| Extract |
Content starts
Altnagelvin Area Hospital is the main hospital for the North West of Northern Ireland. It is located in Waterside, Derry. It provides services to the city of Derry and County Londonderry, but also some specialist and acute services for parts of neighbouring County Donegal, County Tyrone, County Antrim and County Fermanagh. It is managed by the Western Health and Social Care Trust.

==History==
Altnagelvin Area Hospital was the first major hospital built in the United Kingdom after the Second World War and opened in 1960.

In February 2003 the hospital was designated as one of the nine acute hospitals in the acute hospital network of Northern Ireland on which healthcare would be focused under the government health policy 'Developing Better Services'.

A new renal hemodialysis unit was completed in 2005 and a new laboratory and pharmacy centre, procured under a private finance initiative contract, opened in 2007. A new south wing, designed by HLM Architects and built at a cost of £45 million, was completed in 2010.
Content ends
| Dataset content |
Content starts
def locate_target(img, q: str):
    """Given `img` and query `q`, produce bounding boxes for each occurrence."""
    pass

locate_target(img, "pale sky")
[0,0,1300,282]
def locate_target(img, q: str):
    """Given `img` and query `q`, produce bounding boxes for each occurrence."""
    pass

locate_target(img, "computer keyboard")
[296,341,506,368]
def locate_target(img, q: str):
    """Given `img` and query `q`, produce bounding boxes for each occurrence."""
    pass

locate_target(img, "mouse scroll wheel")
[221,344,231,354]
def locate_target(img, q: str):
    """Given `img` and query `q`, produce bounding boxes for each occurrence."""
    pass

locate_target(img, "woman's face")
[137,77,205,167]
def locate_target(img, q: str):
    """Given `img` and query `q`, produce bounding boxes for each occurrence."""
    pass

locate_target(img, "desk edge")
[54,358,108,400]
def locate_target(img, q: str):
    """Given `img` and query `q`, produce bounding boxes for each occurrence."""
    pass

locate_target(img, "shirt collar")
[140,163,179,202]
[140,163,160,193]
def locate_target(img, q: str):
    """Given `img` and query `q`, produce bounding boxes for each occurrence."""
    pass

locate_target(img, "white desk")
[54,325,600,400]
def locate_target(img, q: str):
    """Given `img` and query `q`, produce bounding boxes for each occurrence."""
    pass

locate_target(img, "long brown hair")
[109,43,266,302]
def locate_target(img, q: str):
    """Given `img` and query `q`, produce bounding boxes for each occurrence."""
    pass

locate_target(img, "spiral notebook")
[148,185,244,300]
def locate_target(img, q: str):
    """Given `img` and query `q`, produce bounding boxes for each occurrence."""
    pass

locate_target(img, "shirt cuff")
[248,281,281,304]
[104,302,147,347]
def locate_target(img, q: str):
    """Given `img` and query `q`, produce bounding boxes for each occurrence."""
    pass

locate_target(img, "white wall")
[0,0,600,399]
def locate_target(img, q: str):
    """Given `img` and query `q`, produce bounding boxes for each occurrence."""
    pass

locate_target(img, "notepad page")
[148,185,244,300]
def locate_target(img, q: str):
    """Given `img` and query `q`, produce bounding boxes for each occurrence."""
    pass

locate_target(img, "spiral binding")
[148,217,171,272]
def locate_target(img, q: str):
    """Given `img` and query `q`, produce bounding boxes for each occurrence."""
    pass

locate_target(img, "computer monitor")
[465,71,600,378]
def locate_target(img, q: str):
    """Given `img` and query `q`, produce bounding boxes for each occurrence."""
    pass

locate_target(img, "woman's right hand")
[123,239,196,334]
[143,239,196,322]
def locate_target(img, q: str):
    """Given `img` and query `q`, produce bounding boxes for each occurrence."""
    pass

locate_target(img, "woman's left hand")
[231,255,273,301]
Content ends
| What needs to be done |
Proceed with the passage on Altnagelvin Area Hospital, picking up after its final sentence.

| Result |
In January 2011, it was revealed that 18,500 xrays taken in 2009 and 2010 in Altnagelvin's Medical Imaging Department had not been examined by a radiologist. As a result, four patients with cancer had their diagnosis delayed by several months.

In March 2011 a political row developed when Health Minister Michael McGimpsey announced the postponement of plans to develop a regional radiotherapy unit at the hospital.

==Ambulance services==
The Western Division of the Northern Ireland Ambulance Service (NIAS) is headquartered at the Ambulance Station that is located within the hospital grounds.

==University affiliations==
The hospital is a teaching hospital, and has research and teaching links with Queen's University Belfast, the National University of Ireland, Galway and Ulster University.